- Cover of Super Lovers volume one
- Genre: Boy's Love, Romantic comedy
- Written by: Miyuki Abe
- Published by: Kadokawa
- Magazine: Ciel (2009–2014) Emerald (2014–present)
- Original run: 30 October 2009 – present
- Volumes: 20
- Directed by: Shinji Ishihira
- Written by: Yoshiko Nakamura
- Music by: Yasuharu Takanashi; Shūji Katayama; Kenji Katō;
- Studio: Studio Deen
- Licensed by: NA: Crunchyroll; SA/SEA: Medialink;
- Original network: AT-X, Tokyo MX, Sun TV, BS11, TV Saitama, Chiba TV, tvk, GBS, MTV, TVQ
- Original run: 6 April 2016 – 16 March 2017
- Episodes: 20 + 2 OVAs (List of episodes)

= Super Lovers =

Japanese manga series

Super Lovers (stylized in all caps) is a Japanese yaoi manga series published in the magazine Emerald by Miyuki Abe. An anime adaptation premiered in April 2016. A second season premiered in January 2017.

==Plot==
Haru Kaido goes to visit Canada and spend his summer vacation in the woodland house of his strict, strong-willed mother Haruko who purposely fools her son into believing that she's on "the verge of death" only to burden him with the responsibility of taking care of her newly adopted "puppy". That "puppy", in actuality, is a small, rash, anti-social little boy named Ren who doesn't trust anyone and would prefer hanging out with Haruko's dogs. Haruko orders Haru to "civilize" Ren until the end of summer. As the young man struggles in doing everything he can to help Ren, their relationship gradually improves; so far so that when Haru graduated high school, he planned on taking Ren to Japan for them to live together with his twin half-brothers.

Unfortunately, an accident occurs that causes the death of Haru's father and stepmother, leaving him the only survivor. The accident causes him to lose his memories of that summer.

Five years later, Ren comes to Tokyo, Japan and claims Haru as his new "brother". Will Haru adjust to his new role in life and keep that promise to Ren? Or will he deny Ren as his brother?

==Characters==
===Kaidō Household===
- Haru Kaidō (海棠 晴, Kaidō Haru)

The eldest brother and the head household of the Kaidou family. He is the adopted brother to Ren and half-brother to Aki and Shima. Five years ago, when he went to visit Canada, he met Ren. Even though Ren was quite hostile towards him, he managed to make Ren open his heart. He lost his memories of that summer when he came back to Japan due to an accident. When he meets Ren again he isn't too keen about the whole "brother" thing, but he quickly warms up to him again. He dotes on Ren, to the annoyance of the younger boy as well as Haru's younger twin brothers, especially Aki. He is quarter-Canadian. He has a kind and child-like personality and cares dearly for all of his brothers, especially Ren.
- Ren Kaidō (海棠 零, Kaidō Ren)

- WHAT THE TASK ASKS -
Write out the stretch of the Super Lovers article from "The eldest brother" through "brothers, especially Ren.", swapping "Canada" for "Alaska". The lines that come after this have nothing to do with the Super Lovers article.

- DATA PROVIDED -
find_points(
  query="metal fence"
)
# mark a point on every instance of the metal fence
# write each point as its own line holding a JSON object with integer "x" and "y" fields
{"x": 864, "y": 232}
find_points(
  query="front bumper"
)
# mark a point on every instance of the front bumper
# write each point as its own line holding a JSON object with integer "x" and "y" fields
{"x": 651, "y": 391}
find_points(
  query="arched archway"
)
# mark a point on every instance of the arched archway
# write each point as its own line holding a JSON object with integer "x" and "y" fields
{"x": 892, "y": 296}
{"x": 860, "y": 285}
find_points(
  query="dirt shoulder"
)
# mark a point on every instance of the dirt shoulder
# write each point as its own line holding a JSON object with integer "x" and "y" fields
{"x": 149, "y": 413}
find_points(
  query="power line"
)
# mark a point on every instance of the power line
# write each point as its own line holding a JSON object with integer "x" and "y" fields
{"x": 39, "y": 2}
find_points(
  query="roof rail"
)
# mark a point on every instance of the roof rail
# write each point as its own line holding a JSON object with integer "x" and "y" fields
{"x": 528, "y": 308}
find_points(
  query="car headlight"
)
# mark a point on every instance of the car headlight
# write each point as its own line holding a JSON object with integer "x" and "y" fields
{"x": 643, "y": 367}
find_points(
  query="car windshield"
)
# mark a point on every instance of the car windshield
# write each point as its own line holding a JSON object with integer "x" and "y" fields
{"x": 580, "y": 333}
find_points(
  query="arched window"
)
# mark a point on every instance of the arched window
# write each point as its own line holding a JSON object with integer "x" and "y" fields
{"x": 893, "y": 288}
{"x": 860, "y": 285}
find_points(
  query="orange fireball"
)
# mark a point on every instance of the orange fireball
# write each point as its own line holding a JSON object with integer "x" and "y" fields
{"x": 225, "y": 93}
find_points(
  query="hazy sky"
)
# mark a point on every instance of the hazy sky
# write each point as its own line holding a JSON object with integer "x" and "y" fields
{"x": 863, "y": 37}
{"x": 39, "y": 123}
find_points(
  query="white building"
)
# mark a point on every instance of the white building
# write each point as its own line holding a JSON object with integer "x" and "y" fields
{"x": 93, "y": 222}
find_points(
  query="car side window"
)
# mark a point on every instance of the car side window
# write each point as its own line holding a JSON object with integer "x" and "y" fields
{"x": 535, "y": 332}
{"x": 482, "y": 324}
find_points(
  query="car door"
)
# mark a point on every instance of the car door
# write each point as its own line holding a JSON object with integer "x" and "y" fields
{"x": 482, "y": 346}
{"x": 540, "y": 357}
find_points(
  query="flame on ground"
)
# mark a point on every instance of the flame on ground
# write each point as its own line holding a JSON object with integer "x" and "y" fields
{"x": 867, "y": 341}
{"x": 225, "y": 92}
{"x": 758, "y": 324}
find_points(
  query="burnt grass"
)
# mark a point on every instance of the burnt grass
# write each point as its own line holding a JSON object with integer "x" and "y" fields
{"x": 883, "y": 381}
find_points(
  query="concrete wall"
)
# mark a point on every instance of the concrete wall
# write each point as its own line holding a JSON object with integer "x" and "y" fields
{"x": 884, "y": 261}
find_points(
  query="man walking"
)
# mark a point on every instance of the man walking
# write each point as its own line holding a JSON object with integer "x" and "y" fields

* * *

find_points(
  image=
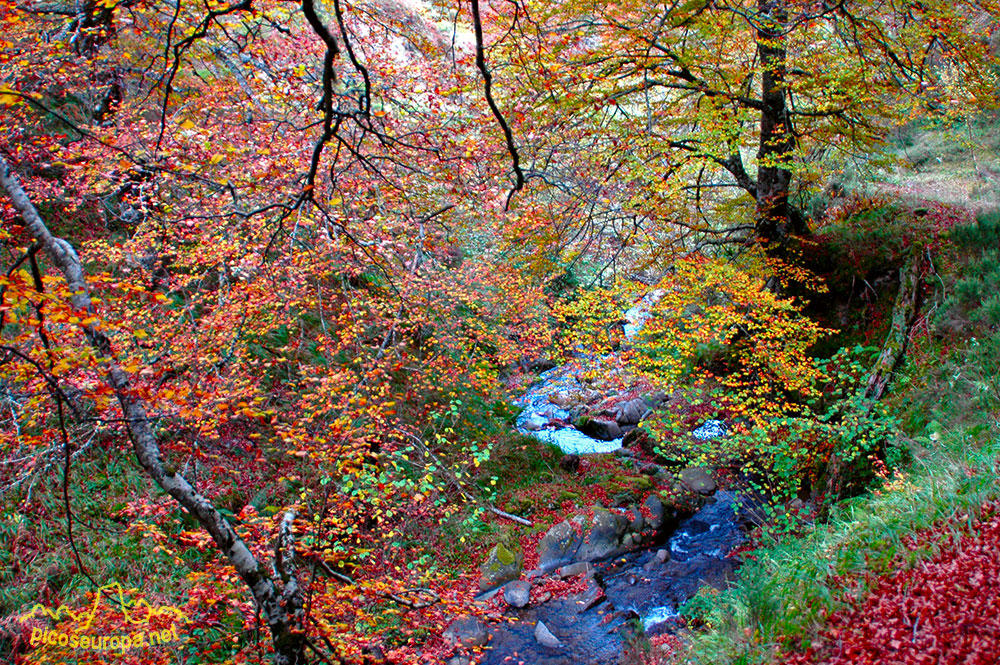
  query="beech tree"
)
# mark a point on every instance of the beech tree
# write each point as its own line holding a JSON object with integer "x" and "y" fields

- EXERCISE OUTPUT -
The eldest brother and the head household of the Kaidou family. He is the adopted brother to Ren and half-brother to Aki and Shima. Five years ago, when he went to visit Alaska, he met Ren. Even though Ren was quite hostile towards him, he managed to make Ren open his heart. He lost his memories of that summer when he came back to Japan due to an accident. When he meets Ren again he isn't too keen about the whole "brother" thing, but he quickly warms up to him again. He dotes on Ren, to the annoyance of the younger boy as well as Haru's younger twin brothers, especially Aki. He is quarter-Canadian. He has a kind and child-like personality and cares dearly for all of his brothers, especially Ren.